In 2000, there were 280 hectares (690 acres) of Barbera bianca planted in Italy, nearly all of it in the province of Alessandria. It is most commonly found in older vineyards around the communes of Acqui Terme and Alessandria. Here the grape is often blended with other white wine grape varieties such as Cortese, Muscat Blanc à Petits Grains, Timorasso and Vermentino which can help temper Barbera bianca's high acid levels. Some winemakers utilize the grape's acidity for the production of light-bodied sparkling wines. It is a permitted variety in the white wines of the Colli Tortonesi DOC.

==Relationship to other grapes==
Unlike the relationship between Pinot blanc and Grenache blanc with Pinot noir and Grenache, respectively, Barbera bianca is not a color mutation of Barbera and, in fact, has no known genetic relationship with Piedmontese grape. Despite sharing several synonyms, Barbera bianca also has no known relation with Carica l'Asino, another Piedmontese grape that likely originated in the Liguria wine region and is sometimes blended with Barbera bianca. Likewise, the red Campanian grape Barbera del Sannio that is used in the Sannio DOC and the Sardinian wine grape Barbera Sarda are also unrelated to Barbera bianca.

==Synonyms==
Over the years Barbera bianca has been known under a variety of synonyms including: Bertolino, Bertoulin, Caria l'Aso, Lardera, Lardera bianca, Lardera delle Langhe, Martinella, Martinetta, Ovata bianca, Peigein, Peigin, Peisìn, Peisin, Poison bianco, Poisino and Uva Ovata.

**STUDY QUESTIONS:**
1. Transcribe the passage on Barbera bianca from "In 2000, there" to "Colli Tortonesi DOC.".
2. Translate this sentence from the Barbera bianca passage into Spanish: "Some winemakers utilize the grape's acidity for the production of light-bodied sparkling wines."

**INFORMATION PROVIDED:**
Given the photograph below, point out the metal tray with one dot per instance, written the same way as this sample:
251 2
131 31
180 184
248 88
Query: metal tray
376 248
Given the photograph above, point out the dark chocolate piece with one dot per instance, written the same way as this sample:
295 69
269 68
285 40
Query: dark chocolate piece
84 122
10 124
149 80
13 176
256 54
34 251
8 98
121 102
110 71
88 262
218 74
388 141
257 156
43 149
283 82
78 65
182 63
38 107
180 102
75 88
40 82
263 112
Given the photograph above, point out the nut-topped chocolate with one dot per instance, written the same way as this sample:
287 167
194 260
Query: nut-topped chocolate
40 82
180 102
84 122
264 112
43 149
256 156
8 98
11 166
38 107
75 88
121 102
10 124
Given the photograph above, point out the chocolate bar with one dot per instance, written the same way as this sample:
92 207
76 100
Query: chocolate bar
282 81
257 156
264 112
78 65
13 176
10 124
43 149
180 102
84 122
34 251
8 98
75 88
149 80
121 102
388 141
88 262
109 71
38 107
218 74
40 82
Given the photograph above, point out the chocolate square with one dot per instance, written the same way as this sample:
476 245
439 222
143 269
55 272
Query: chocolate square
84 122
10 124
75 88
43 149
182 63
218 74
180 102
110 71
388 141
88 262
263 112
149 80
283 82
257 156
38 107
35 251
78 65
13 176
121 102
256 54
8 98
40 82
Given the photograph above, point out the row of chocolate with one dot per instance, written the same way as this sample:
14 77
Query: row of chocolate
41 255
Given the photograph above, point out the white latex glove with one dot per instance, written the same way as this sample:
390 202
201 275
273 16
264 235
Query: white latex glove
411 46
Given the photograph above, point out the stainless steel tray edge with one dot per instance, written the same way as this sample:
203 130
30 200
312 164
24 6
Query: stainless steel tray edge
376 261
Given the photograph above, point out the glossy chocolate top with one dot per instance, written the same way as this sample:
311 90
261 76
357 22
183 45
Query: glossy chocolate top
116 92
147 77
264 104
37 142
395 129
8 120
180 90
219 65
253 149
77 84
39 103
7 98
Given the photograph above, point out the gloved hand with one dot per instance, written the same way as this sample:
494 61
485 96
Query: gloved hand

**ANSWERS FOR THE EXERCISE:**
1.
In 2000, there were 280 hectares (690 acres) of Barbera bianca planted in Italy, nearly all of it in the province of Alessandria. It is most commonly found in older vineyards around the communes of Acqui Terme and Alessandria. Here the grape is often blended with other white wine grape varieties such as Cortese, Muscat Blanc à Petits Grains, Timorasso and Vermentino which can help temper Barbera bianca's high acid levels. Some winemakers utilize the grape's acidity for the production of light-bodied sparkling wines. It is a permitted variety in the white wines of the Colli Tortonesi DOC.

2. Algunos vinicultores utilizan la acidez de la uva para la producción de vinos espumosos de cuerpo ligero.